* _Task directions_
Can you put the lines of the rows below into a Markdown table with the columns Line and Text, numbering each line and skipping blank ones? Keep the pictures out of the table.

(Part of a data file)
::::
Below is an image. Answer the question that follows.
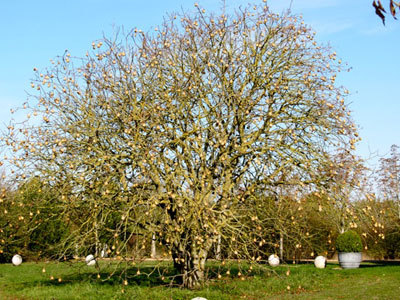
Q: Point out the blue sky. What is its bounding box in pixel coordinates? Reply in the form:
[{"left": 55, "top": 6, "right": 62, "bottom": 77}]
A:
[{"left": 0, "top": 0, "right": 400, "bottom": 169}]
::::
* _Task output_
| Line | Text |
|---|---|
| 1 | Below is an image. Answer the question that follows. |
| 2 | Q: Point out the blue sky. What is its bounding box in pixel coordinates? Reply in the form: |
| 3 | [{"left": 55, "top": 6, "right": 62, "bottom": 77}] |
| 4 | A: |
| 5 | [{"left": 0, "top": 0, "right": 400, "bottom": 169}] |